**Aim of the exercise:**
Can you edit these records so that every "halved avocado" reads "avocado half", keeping all other wording the same and leaving the pictures out of your reply?

**Records provided:**
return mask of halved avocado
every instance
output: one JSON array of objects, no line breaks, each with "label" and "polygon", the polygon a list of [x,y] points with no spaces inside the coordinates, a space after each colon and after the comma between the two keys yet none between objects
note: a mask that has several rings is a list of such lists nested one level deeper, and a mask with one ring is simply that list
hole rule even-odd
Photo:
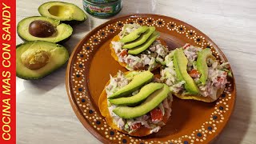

**Solution to the exercise:**
return mask of avocado half
every instance
output: one JSON array of objects, no line breaks, each with "label" and "polygon", the polygon a list of [x,y] points with no spaces inside the coordinates, a space after each colon and after the comma between the two keys yet none between objects
note: a mask that has several rings is a list of such lists nested one level deeper, and a mask with one ring is simply that list
hole rule even-odd
Photo:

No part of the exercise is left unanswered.